Written problem A
According to the passage on life sentences, who decides whether a prisoner who has served the minimum term can safely be released?

Passage shown
┄┄┄┄┄┄┄┄┄┄┄┄┄┄┄┄┄┄┄┄

Last week the Court of Appeal decided that the ‘life’ sentences of two murderers really will mean ‘life’ in prison, exceptional circumstances aside. The Secretary of State for Justice, Christopher Grayling, said:
‘Our courts should be able to send the most brutal murderers to jail for the rest of their lives. I think people in Britain will be glad that our courts have disagreed with the European Court of Human Rights...’
This glosses over the complexity of the issue. What is the reality?
Most ‘lifers’ do not spend the rest of their lives in jail. The trial judge sets a minimum term: maybe ten years for a one-off crime committed in a moment of madness or when drunk, 15 for a more calculated murder, 20 or 25 for sadistic murder. It all depends on the seriousness of the crime.
Once this minimum ‘tariff’ has been served the prisoner is eligible for release on licence. The only issue is whether release would be safe. This is decided by the Parole Board on evidence that is as objective as possible. While there are no guarantees when predicting the future, ‘lifers’ released on licence are closely supervised and subject to restrictive conditions – eg, banning alcohol or contact with victims’ families. A breach of licence or threatening behaviour leads to recall to prison. No court hearing, no appeal, just straight back to jail until the next parole hearing.

┄┄┄┄┄┄┄┄┄┄┄┄┄┄┄┄┄┄┄┄

Excerpts of pointing data
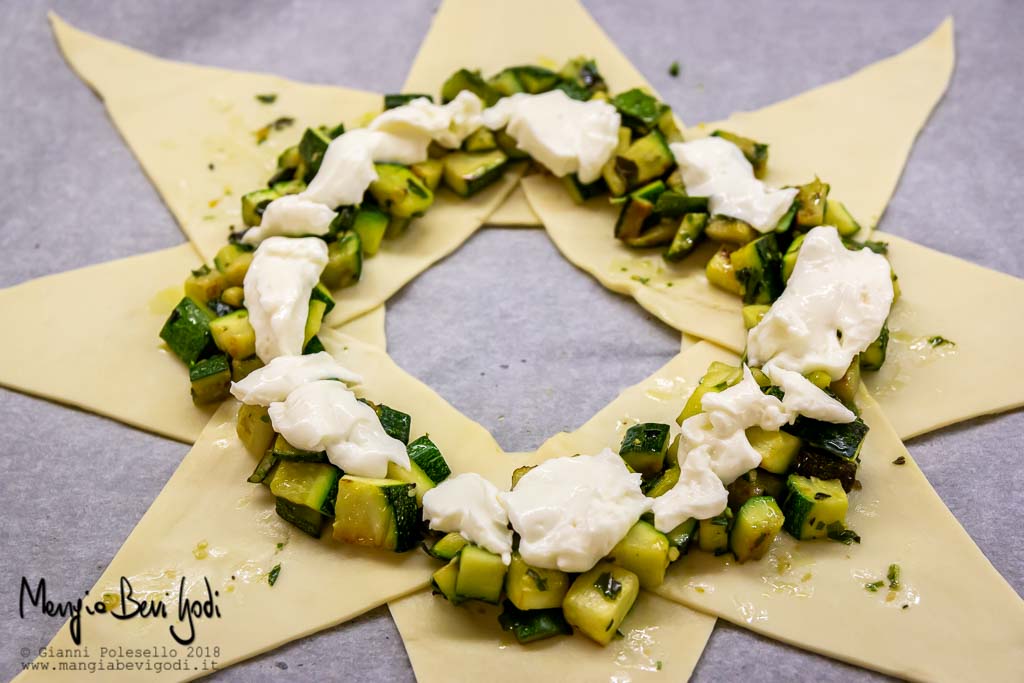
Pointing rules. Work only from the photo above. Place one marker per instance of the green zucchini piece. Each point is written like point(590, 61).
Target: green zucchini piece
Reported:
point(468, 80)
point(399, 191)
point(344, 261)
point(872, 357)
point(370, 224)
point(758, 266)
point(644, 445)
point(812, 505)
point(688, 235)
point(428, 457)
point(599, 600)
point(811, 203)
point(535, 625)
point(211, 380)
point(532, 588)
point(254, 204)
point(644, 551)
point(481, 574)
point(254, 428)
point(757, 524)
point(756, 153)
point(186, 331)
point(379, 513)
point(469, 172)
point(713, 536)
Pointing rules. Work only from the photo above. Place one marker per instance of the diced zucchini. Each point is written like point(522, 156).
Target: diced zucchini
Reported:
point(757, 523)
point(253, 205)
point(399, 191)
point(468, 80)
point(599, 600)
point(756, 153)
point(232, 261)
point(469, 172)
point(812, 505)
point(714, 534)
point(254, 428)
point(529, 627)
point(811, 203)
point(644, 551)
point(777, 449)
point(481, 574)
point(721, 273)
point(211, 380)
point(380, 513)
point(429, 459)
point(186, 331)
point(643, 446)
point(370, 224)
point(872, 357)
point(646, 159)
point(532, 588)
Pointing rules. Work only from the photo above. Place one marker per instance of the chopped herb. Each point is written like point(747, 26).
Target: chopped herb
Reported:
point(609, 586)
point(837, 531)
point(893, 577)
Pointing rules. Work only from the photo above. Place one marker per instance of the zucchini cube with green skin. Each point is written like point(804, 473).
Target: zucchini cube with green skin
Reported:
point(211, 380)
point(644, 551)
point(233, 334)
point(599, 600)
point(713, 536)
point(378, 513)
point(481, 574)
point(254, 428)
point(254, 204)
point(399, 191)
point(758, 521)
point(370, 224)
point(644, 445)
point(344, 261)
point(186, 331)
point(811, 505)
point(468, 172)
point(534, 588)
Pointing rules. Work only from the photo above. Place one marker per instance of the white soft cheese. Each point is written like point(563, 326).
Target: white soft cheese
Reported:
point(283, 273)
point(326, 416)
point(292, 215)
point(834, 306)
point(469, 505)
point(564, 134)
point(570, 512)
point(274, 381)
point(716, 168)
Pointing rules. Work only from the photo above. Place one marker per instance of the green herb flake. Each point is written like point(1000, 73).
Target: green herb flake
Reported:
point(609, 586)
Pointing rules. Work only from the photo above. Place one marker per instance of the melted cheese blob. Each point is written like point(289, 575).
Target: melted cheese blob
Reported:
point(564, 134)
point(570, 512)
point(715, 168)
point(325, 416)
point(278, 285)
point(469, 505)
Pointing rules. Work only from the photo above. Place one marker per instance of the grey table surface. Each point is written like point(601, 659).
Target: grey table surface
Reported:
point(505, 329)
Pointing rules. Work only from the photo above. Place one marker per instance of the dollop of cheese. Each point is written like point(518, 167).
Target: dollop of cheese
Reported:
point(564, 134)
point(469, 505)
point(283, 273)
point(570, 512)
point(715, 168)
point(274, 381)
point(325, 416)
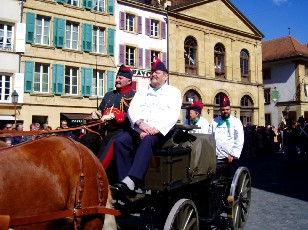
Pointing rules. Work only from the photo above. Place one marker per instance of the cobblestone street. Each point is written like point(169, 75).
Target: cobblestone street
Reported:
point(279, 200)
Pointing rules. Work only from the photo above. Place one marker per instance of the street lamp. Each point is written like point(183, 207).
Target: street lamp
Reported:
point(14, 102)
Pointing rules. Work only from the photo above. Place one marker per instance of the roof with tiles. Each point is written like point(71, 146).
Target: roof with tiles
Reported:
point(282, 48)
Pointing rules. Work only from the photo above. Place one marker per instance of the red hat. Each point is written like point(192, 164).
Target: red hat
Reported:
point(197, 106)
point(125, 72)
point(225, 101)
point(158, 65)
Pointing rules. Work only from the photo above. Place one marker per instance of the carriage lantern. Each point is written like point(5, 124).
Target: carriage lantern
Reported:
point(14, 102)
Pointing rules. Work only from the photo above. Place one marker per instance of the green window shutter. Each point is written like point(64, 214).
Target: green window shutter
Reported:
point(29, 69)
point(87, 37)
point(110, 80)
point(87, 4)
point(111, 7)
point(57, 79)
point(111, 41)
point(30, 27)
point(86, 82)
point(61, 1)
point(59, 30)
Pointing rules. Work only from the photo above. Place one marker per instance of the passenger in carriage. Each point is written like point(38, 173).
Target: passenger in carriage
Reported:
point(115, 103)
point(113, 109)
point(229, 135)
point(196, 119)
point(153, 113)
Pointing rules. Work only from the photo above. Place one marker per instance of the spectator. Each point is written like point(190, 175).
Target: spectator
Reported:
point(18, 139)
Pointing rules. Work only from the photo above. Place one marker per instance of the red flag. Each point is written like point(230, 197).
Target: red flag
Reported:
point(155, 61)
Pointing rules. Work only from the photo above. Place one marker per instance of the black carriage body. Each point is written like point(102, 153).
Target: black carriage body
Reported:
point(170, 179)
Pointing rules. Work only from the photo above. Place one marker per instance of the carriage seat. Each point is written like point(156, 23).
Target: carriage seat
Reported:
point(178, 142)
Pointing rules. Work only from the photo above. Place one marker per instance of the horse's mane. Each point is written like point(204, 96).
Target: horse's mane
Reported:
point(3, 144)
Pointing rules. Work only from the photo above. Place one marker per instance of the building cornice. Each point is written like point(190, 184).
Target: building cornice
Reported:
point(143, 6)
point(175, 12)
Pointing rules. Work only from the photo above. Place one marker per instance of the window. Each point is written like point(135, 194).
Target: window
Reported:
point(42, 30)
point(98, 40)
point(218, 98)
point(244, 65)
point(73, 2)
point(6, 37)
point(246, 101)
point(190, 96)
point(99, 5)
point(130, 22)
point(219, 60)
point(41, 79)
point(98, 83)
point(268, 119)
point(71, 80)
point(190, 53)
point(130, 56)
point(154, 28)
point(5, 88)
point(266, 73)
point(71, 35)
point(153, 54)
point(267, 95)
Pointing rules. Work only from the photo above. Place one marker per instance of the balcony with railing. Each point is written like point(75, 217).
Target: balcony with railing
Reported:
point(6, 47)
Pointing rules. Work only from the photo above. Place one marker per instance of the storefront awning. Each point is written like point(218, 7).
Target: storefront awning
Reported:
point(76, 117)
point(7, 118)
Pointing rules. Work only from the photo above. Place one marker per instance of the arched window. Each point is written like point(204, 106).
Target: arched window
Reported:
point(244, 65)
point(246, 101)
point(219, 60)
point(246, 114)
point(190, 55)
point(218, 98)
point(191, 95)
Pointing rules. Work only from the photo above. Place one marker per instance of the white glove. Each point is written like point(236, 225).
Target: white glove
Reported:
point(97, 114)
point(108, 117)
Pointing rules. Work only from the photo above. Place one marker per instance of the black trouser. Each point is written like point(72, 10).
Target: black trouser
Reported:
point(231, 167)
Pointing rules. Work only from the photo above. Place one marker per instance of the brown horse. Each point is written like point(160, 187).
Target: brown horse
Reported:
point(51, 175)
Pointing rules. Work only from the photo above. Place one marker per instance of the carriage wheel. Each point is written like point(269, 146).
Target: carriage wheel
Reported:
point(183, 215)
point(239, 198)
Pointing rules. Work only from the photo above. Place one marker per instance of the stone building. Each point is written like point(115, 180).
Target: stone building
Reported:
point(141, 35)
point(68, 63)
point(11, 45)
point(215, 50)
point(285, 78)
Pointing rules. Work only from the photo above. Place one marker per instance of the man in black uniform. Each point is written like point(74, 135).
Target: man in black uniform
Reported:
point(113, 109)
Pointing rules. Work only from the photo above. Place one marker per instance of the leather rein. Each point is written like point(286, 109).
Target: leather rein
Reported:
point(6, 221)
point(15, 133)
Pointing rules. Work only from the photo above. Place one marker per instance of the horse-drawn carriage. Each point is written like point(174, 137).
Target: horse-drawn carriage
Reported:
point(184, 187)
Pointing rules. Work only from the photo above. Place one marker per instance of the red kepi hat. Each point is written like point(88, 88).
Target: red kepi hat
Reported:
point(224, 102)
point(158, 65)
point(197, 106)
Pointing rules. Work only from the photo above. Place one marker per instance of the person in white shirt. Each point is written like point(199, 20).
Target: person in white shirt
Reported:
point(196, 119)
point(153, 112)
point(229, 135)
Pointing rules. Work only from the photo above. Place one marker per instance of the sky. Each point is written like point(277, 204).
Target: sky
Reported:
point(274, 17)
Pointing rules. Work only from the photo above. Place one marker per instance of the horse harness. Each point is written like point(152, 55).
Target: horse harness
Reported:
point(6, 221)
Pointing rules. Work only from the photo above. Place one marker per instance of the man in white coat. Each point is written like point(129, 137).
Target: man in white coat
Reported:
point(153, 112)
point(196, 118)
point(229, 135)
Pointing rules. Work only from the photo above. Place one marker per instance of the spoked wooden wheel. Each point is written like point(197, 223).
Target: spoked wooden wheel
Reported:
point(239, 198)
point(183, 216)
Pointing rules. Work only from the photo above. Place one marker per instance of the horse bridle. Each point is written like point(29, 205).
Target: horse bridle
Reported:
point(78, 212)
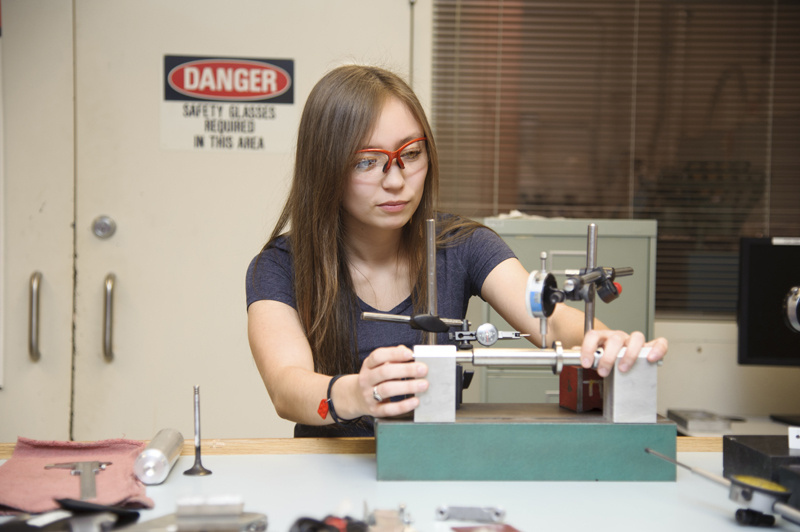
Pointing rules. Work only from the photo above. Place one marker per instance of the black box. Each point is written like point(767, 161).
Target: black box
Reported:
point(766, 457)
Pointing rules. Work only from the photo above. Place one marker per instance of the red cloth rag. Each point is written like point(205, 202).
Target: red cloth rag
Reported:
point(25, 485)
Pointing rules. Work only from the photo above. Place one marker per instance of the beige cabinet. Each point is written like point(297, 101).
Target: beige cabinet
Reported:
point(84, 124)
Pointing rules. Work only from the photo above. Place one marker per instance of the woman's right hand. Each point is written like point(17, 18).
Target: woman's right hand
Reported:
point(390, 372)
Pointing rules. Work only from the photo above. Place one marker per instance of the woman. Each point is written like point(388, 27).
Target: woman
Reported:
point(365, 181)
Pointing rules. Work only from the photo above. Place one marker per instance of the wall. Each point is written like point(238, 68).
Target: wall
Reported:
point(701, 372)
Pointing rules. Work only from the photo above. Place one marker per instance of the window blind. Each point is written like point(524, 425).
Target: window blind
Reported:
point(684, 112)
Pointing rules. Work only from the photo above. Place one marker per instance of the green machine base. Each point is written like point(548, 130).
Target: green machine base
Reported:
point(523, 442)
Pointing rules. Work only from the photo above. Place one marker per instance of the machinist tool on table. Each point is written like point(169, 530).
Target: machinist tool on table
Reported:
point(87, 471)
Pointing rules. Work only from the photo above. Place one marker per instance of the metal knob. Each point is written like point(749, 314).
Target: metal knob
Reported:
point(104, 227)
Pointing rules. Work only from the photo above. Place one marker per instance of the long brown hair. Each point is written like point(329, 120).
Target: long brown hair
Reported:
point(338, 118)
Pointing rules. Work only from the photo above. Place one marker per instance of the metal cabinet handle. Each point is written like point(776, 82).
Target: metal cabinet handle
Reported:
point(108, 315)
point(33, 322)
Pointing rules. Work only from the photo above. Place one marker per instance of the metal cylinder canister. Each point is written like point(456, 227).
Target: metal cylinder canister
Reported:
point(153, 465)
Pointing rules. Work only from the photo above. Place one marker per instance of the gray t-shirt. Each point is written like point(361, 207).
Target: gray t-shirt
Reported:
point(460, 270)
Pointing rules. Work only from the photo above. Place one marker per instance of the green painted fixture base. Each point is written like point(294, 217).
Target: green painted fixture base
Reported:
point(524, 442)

┄┄┄┄┄┄┄┄┄┄┄┄┄┄┄┄┄┄┄┄

Written problem B
Identify every line in the entries that contains the word "right", and copy each one.

Correct output A
The Parole Board

Correct output B
Pointing rules. Work only from the photo above. Place one marker per instance of the woman's right hand. Each point is written like point(17, 18).
Target: woman's right hand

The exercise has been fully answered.